[Passage shown]

African Americans and Caucasians viewing African American faces display extremely similar changes in the activity of brain structures that respond to emotional events, a new UCLA study finds.
The changes occur in the amygdala, a region of the brain that serves as an "alarm" to activate a cascade of other biological systems to protect the body in times of danger, said Matthew D. Lieberman, assistant professor of psychology at UCLA and lead author of the study.
The findings will be published May 8 in the online version of Nature Neuroscience, and later in the print version.
Five out of eight African Americans (63 percent) responded with significantly more amygdala activity when presented with expressionless photographs of African Americans than when they were shown expressionless photographs of Caucasians, Lieberman and his colleagues found. Seven of 11 Caucasians (64 percent) in the study also responded with greater activity in the amygdala when viewing the African American photographs.
Although a third of participants in each race did not show this effect, no participant in the study responded with greater amygdala activity to the Caucasian photographs than to the African American photographs, Lieberman said.
"We didn't see any differences in amygdala activity between the racial groups," Lieberman said. "From looking at the amygdala, you couldn't tell if the scans were from African American or Caucasian participants.
"Many people of either race may not be happy to find out that a part of their brain involved in responding to potential threats responds more to African Americans than Caucasians," Lieberman said. "Even people who believe to their core that they do not have prejudices may still have negative associations that are not conscious."
Why do African Americans have this amygdala response?
"One theory," Lieberman said, "is that people are likely to pick up the stereotypes prevalent in a society regardless of whether their family or community agrees with those stereotypes. Several social psychologists have found evidence for this view. From an early age, cultural views, media portrayals and even the body language of authority figures may train our brains, whether we consciously agree or not."
Previous research has shown that Caucasians show an increased amygdala response to African American photos to the extent that they hold nonconscious negative attitudes towards African Americans, Lieberman said.
Co-authors on the study are Johanna Jarcho, a UCLA graduate student in Lieberman's laboratory; UCLA graduate student Naomi Eisenberger; Susan Bookheimer, professor of psychiatry and biobehavioral sciences at UCLA's David Geffen School of Medicine; and Ahmad Hariri, assistant professor of psychiatry at the University of Pittsburgh School of Medicine and a former UCLA graduate student.
The researchers also studied whether adding a verbal label (such as "African American") when viewing African American photos changes the amygdala response, and found it does.

[/Passage shown]

# Problem to work on
Which co-authors does the amygdala study article name, other than lead author Matthew D. Lieberman? These rows have no connection to the amygdala study article.

[Dataset records]

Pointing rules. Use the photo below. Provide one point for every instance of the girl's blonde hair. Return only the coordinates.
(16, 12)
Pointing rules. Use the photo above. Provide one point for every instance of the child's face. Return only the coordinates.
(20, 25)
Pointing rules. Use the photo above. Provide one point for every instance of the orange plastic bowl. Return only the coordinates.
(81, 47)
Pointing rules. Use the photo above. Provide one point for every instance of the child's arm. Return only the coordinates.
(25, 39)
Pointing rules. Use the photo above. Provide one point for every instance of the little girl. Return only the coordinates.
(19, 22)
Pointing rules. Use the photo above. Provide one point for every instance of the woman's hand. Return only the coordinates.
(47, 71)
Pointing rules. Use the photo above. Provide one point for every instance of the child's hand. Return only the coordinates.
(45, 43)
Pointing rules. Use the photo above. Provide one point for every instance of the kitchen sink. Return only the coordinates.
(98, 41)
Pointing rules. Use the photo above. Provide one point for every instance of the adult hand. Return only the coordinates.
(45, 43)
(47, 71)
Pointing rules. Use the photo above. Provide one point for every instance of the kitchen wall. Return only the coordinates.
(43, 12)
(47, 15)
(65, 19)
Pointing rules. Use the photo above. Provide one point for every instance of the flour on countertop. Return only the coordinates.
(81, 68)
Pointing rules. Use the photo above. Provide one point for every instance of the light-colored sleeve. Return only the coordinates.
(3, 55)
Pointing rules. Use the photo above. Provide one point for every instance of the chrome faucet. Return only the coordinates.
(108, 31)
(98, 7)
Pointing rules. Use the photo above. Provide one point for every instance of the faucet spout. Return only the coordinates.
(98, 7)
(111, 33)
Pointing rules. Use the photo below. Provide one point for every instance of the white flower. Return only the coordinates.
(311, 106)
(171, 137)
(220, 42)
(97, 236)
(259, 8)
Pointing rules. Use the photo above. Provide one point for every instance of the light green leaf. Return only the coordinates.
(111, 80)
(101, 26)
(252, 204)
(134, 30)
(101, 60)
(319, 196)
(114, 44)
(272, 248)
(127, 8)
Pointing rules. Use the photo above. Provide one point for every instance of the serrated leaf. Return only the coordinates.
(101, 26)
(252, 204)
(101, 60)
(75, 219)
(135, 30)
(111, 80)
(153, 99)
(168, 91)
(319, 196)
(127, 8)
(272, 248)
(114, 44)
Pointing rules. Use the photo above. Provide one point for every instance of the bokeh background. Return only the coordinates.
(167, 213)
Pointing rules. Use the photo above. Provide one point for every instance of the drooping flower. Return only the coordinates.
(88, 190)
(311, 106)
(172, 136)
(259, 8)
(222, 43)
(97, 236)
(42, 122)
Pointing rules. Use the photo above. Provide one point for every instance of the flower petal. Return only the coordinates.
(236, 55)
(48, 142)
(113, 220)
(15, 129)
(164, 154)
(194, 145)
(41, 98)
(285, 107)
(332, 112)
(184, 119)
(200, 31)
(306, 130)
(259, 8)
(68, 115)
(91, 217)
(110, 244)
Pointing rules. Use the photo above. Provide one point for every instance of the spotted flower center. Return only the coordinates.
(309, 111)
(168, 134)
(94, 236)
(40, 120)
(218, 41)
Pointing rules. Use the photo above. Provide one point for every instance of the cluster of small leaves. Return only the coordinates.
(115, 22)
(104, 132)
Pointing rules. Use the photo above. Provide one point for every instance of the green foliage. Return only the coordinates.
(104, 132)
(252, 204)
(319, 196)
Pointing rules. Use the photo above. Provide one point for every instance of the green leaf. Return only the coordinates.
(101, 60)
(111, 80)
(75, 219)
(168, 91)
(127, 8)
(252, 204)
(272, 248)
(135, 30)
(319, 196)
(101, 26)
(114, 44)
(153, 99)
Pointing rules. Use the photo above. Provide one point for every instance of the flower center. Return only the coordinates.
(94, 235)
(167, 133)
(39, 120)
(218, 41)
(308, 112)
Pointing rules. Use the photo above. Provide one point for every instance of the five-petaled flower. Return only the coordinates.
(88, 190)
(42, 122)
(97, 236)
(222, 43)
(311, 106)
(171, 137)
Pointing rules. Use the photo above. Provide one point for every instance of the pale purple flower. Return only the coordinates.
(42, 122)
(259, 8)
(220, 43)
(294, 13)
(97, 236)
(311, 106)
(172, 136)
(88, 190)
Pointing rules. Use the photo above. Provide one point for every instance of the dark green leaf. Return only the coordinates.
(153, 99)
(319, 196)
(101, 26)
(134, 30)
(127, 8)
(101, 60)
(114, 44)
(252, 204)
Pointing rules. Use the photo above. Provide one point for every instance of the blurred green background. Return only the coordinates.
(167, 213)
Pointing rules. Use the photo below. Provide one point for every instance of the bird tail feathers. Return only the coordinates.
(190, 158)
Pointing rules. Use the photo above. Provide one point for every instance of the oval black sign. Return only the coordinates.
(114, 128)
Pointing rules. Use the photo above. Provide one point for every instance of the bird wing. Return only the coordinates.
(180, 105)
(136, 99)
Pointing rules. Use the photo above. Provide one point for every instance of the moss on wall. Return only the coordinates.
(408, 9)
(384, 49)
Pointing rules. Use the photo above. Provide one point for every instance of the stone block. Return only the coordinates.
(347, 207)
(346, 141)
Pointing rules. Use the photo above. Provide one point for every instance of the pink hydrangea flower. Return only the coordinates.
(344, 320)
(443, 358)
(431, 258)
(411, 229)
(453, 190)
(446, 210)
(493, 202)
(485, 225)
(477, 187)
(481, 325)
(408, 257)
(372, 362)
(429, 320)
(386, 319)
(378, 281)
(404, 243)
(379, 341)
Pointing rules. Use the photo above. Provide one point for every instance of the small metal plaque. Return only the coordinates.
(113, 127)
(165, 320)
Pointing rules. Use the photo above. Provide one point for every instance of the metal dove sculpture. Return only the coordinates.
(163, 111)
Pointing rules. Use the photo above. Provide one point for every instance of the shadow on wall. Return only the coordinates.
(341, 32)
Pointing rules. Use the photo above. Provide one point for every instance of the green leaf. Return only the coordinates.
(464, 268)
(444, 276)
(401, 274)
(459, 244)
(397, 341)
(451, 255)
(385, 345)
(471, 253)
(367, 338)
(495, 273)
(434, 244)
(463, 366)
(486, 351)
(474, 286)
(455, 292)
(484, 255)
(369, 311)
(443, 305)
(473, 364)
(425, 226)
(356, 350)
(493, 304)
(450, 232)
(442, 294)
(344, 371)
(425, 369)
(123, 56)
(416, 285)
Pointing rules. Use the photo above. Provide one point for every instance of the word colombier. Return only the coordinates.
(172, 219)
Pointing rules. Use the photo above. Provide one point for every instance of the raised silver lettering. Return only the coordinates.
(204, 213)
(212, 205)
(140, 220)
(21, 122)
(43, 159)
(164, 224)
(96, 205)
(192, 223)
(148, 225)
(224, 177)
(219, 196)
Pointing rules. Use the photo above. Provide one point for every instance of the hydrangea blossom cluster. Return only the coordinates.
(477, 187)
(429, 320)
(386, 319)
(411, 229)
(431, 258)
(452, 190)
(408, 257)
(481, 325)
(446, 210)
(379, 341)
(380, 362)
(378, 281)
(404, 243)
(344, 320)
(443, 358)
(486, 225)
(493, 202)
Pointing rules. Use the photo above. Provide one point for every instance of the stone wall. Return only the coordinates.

[/Dataset records]

# Answer to this problem
Johanna Jarcho, Naomi Eisenberger, Susan Bookheimer, and Ahmad Hariri.